**Objective A:** Count the lines in the rows below that contain the string "house", and give only that number.

--- START Article ---

Will the hon. Gentleman apply the same test to the current administrative working of the new 1930 Act?

Mr. WESTWOOD

That question will be more appropriately put after our Slum Clearance Act has been in operation for two or three years, and, when that question is put to us, I feel sure that, on the tenders approved then and now, we shall be prepared to accept the challenge and prove that our Act is operating better already than this particular Act operated until we were responsible for its administration. [Interruption.] We shall not admit any crabbing of this particular Act—

Earl WINTERTON

I referred to the Minister of Health.

Mr. WESTWOOD

I am speaking of Scotland at the moment. Scotland has already demonstrated that it has taken better advantage of this Act than England, and we shall continue to get every house that requires improving improved, if we can get the assistance of the local administrative bodies to carry through that work.

A question was put as to why this Act is to be extended for five years. I think the answer is obvious. The difficulty that has been found with housing, particularly on the financial side, has been in connection with the two-yearly review of the financial arrangements. Every two years there has to be a review of the financial arrangements associated with these Acts. As a result of these difficulties, we, in our Slum Clearance Act, made the period of review three years instead of two. No sooner do you get an impetus for building on the part of local authorities than you have a slackening up, because they are not sure of the financial arrangements for future years, and that has been one of our difficulties in connection with the housing push at the present time. The object of extending this Act for five years is to keep going the good work which we have already seen started in Scotland. We do not want it stopped. We want authorities who have been taking advantage of it to take still further advantage of it, and we want those authorities that have been negligent in dealing with disreputable houses in their districts, which by some expenditure of public and private money could be made habitable, to get that work done.

--- END Article ---
--- START Entries provided ---

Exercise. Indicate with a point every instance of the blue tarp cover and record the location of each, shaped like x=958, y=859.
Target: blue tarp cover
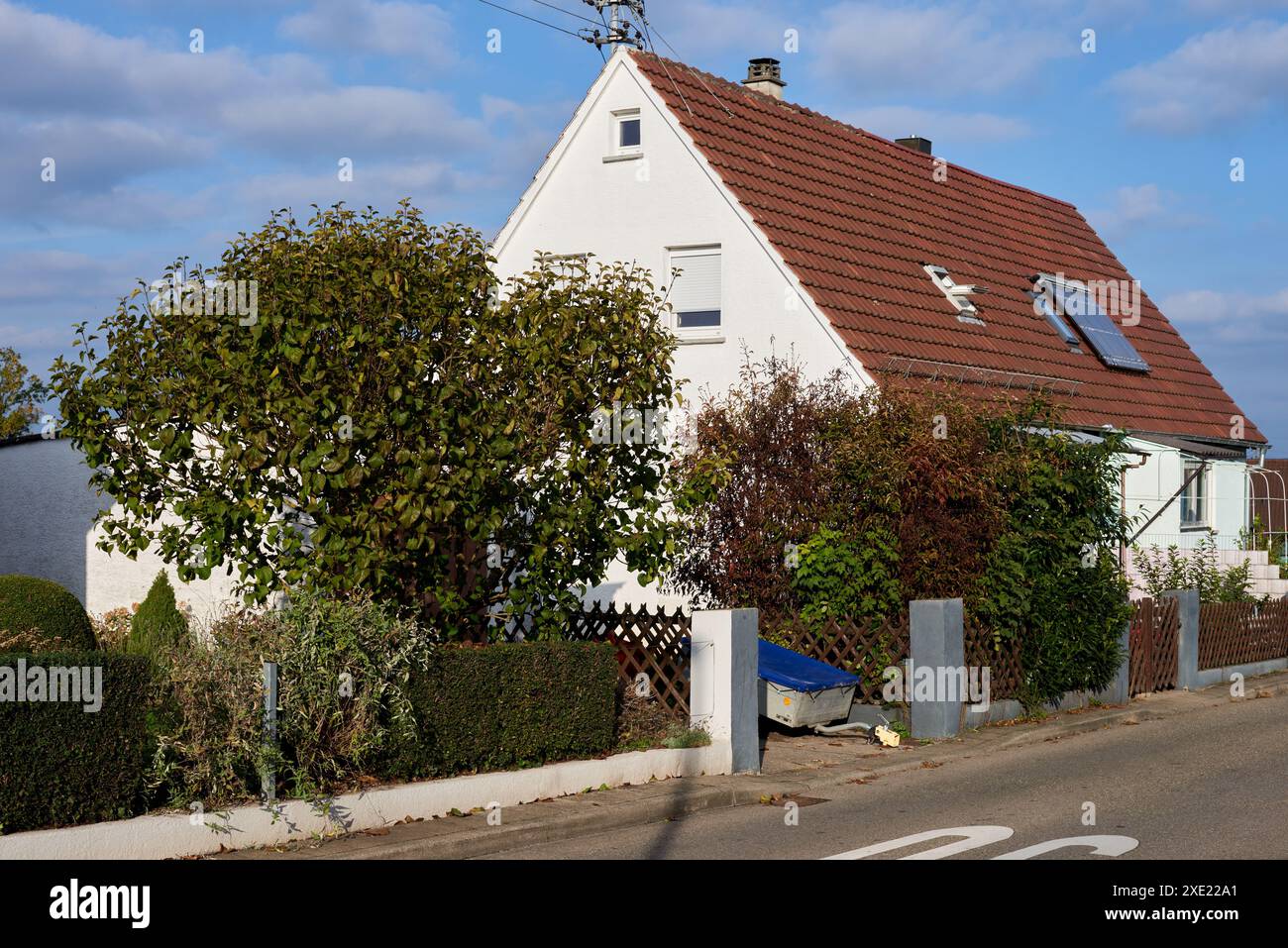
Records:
x=789, y=669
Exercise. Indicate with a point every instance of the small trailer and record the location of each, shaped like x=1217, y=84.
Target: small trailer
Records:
x=802, y=691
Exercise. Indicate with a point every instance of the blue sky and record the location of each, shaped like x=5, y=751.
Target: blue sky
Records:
x=161, y=151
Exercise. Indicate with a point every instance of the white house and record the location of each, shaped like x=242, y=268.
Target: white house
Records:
x=47, y=530
x=795, y=231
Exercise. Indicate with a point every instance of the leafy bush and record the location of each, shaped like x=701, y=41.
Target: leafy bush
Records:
x=38, y=614
x=158, y=625
x=1198, y=569
x=812, y=500
x=510, y=704
x=838, y=578
x=429, y=433
x=112, y=629
x=60, y=764
x=343, y=673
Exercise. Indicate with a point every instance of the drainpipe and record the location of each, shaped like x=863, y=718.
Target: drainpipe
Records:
x=1144, y=460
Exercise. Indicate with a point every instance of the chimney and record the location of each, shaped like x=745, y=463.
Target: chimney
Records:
x=765, y=76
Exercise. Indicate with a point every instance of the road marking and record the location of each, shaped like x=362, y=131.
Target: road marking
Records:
x=978, y=836
x=975, y=836
x=1100, y=845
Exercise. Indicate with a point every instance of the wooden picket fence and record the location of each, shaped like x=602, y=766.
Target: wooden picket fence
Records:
x=1154, y=646
x=1000, y=656
x=649, y=643
x=1241, y=633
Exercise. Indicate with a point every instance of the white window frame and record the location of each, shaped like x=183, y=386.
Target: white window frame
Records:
x=692, y=335
x=1197, y=491
x=616, y=150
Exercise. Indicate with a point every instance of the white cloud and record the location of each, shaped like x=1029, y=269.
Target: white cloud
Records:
x=373, y=119
x=423, y=31
x=1231, y=309
x=945, y=50
x=1136, y=207
x=1211, y=80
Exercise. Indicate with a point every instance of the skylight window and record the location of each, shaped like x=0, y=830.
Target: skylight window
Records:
x=1065, y=299
x=627, y=134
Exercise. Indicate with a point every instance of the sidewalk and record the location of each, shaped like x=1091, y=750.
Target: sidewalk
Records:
x=791, y=766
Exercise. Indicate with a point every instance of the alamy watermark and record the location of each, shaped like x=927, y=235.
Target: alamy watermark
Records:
x=911, y=683
x=237, y=298
x=629, y=425
x=21, y=683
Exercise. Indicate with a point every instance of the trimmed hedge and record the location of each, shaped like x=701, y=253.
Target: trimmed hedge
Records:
x=30, y=603
x=510, y=704
x=159, y=623
x=60, y=764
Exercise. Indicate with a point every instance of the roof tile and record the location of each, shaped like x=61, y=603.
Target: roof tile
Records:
x=855, y=217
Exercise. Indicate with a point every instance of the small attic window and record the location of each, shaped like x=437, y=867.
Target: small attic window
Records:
x=627, y=134
x=957, y=294
x=1078, y=304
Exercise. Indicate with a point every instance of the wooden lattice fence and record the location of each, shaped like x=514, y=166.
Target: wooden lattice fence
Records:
x=1240, y=633
x=862, y=648
x=649, y=643
x=1154, y=640
x=1000, y=656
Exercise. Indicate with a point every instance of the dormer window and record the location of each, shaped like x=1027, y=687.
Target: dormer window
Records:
x=957, y=294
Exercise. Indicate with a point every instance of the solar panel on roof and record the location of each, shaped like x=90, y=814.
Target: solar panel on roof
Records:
x=1113, y=348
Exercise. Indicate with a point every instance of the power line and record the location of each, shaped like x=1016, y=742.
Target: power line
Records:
x=570, y=13
x=696, y=73
x=524, y=16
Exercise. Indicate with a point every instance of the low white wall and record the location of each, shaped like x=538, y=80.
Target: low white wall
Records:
x=176, y=833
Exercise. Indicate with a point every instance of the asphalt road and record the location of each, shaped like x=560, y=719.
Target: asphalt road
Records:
x=1211, y=785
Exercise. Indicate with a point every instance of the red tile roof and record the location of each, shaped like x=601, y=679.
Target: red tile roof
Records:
x=857, y=217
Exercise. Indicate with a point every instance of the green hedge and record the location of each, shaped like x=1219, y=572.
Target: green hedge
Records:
x=29, y=603
x=60, y=764
x=506, y=706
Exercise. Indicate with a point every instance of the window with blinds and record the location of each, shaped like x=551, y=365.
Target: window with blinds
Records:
x=696, y=290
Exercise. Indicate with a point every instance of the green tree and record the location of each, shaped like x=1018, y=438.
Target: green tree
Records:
x=386, y=419
x=21, y=394
x=159, y=623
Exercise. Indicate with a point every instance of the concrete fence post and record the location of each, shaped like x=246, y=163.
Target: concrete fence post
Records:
x=268, y=777
x=1188, y=642
x=938, y=648
x=724, y=666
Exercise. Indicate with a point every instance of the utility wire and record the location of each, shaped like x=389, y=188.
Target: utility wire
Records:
x=524, y=16
x=696, y=73
x=561, y=9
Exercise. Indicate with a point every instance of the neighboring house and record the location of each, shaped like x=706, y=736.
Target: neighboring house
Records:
x=798, y=232
x=47, y=528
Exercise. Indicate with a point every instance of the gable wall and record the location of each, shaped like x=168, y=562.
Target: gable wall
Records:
x=634, y=210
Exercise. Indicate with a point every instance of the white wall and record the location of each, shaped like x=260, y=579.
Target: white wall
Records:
x=47, y=510
x=634, y=211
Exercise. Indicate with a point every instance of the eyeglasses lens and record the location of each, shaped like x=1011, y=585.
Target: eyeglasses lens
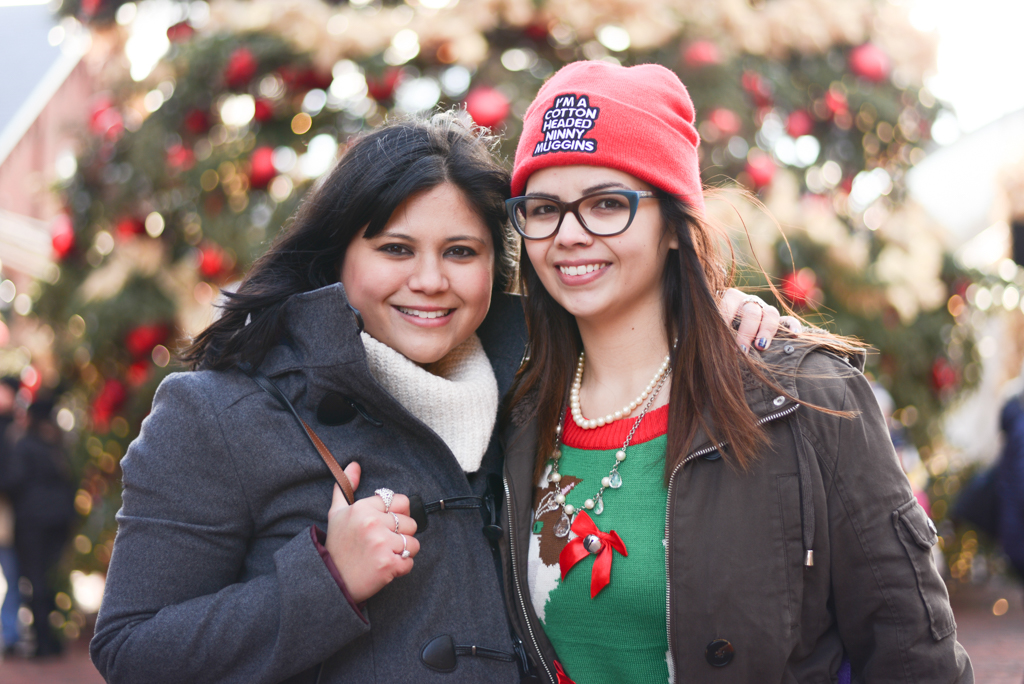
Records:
x=603, y=214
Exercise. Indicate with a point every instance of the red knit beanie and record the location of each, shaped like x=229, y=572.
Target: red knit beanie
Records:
x=637, y=119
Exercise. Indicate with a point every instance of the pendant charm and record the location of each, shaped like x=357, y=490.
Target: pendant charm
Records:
x=562, y=527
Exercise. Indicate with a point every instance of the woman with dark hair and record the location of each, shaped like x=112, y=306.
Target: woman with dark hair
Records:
x=377, y=330
x=676, y=511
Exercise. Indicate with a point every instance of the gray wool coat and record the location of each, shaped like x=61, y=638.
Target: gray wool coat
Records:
x=215, y=576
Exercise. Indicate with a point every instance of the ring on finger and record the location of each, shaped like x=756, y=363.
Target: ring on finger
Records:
x=386, y=496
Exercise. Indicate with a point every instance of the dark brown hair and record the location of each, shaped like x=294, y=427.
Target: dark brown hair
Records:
x=708, y=371
x=377, y=173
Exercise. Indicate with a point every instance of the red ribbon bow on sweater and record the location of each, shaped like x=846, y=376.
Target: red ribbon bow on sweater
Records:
x=574, y=551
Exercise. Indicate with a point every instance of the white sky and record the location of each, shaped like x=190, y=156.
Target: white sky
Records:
x=981, y=55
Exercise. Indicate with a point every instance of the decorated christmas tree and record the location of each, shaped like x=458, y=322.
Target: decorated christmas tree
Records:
x=188, y=171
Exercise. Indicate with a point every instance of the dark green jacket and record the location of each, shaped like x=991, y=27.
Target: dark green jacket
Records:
x=738, y=543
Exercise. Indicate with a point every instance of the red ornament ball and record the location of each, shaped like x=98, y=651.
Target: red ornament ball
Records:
x=180, y=32
x=129, y=226
x=799, y=123
x=261, y=170
x=137, y=373
x=62, y=236
x=104, y=120
x=761, y=169
x=487, y=107
x=726, y=121
x=180, y=158
x=869, y=62
x=701, y=53
x=211, y=260
x=241, y=69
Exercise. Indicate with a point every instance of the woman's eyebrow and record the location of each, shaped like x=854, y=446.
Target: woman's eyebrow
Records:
x=459, y=239
x=587, y=190
x=393, y=234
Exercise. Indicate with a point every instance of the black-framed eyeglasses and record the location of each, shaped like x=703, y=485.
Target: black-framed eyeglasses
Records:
x=605, y=213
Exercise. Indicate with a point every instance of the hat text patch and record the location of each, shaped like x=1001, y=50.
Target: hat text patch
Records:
x=565, y=124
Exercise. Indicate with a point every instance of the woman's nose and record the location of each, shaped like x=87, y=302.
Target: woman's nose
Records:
x=571, y=233
x=428, y=276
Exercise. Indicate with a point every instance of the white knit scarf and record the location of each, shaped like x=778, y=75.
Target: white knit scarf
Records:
x=458, y=400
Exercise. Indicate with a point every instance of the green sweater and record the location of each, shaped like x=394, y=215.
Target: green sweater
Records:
x=621, y=635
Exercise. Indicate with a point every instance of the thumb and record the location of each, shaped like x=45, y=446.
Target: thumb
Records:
x=353, y=471
x=337, y=501
x=338, y=498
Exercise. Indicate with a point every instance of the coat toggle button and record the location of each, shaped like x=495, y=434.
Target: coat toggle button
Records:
x=719, y=653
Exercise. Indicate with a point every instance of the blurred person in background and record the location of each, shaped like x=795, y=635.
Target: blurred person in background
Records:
x=1010, y=483
x=42, y=493
x=8, y=558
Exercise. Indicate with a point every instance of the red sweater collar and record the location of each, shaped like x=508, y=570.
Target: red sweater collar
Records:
x=653, y=425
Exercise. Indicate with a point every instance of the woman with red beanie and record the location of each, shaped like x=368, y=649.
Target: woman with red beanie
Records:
x=675, y=510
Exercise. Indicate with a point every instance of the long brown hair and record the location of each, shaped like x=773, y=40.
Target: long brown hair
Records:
x=708, y=371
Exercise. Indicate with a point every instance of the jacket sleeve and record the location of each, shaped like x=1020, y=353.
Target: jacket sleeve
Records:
x=891, y=605
x=174, y=609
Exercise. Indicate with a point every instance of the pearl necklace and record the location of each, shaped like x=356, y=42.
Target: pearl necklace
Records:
x=624, y=412
x=613, y=479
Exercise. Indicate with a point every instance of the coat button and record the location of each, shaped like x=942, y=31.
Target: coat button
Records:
x=719, y=653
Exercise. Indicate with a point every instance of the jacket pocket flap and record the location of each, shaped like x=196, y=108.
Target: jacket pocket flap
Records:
x=918, y=524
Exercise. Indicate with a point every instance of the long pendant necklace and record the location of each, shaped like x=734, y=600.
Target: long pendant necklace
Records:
x=613, y=479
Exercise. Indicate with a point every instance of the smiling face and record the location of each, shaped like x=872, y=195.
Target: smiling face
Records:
x=597, y=278
x=423, y=284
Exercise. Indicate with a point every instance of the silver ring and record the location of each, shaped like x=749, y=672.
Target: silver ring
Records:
x=386, y=496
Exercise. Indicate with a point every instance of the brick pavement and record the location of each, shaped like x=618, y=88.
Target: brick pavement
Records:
x=994, y=643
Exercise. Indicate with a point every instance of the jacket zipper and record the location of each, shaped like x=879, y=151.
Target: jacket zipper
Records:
x=668, y=517
x=515, y=581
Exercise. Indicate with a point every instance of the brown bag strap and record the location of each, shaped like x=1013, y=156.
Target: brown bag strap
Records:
x=332, y=463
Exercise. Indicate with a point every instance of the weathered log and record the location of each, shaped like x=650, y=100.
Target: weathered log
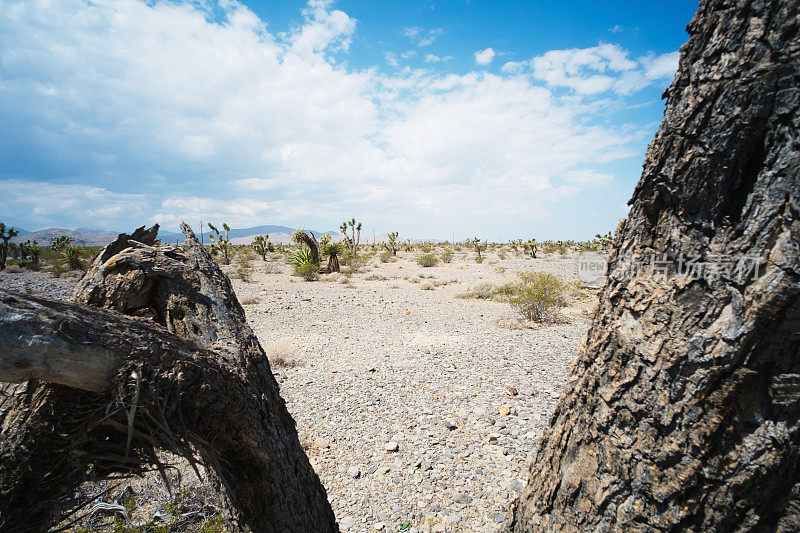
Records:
x=202, y=381
x=681, y=413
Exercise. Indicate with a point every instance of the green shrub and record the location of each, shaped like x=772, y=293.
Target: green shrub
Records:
x=427, y=259
x=303, y=264
x=536, y=295
x=72, y=258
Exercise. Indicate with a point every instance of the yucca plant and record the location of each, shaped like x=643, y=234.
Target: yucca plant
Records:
x=391, y=243
x=332, y=250
x=261, y=245
x=305, y=263
x=72, y=257
x=220, y=244
x=5, y=237
x=308, y=240
x=60, y=243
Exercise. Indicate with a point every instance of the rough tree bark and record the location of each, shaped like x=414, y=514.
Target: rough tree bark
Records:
x=200, y=383
x=682, y=410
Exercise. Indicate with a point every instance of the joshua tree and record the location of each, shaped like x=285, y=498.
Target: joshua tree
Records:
x=530, y=247
x=476, y=242
x=604, y=240
x=5, y=236
x=262, y=245
x=29, y=252
x=391, y=244
x=60, y=243
x=332, y=250
x=220, y=244
x=354, y=239
x=307, y=238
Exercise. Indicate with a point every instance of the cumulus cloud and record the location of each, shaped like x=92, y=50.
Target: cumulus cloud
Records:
x=606, y=67
x=484, y=57
x=171, y=110
x=421, y=37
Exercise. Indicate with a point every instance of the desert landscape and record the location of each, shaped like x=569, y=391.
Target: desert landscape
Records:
x=542, y=312
x=402, y=382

--- END Entries provided ---

**Objective B:** Reproduce the passage of the housing debate above, starting with "Will the hon." and going on through "Minister of Health.".

**Solution A:** 4

**Solution B:**
Will the hon. Gentleman apply the same test to the current administrative working of the new 1930 Act?

Mr. WESTWOOD

That question will be more appropriately put after our Slum Clearance Act has been in operation for two or three years, and, when that question is put to us, I feel sure that, on the tenders approved then and now, we shall be prepared to accept the challenge and prove that our Act is operating better already than this particular Act operated until we were responsible for its administration. [Interruption.] We shall not admit any crabbing of this particular Act—

Earl WINTERTON

I referred to the Minister of Health.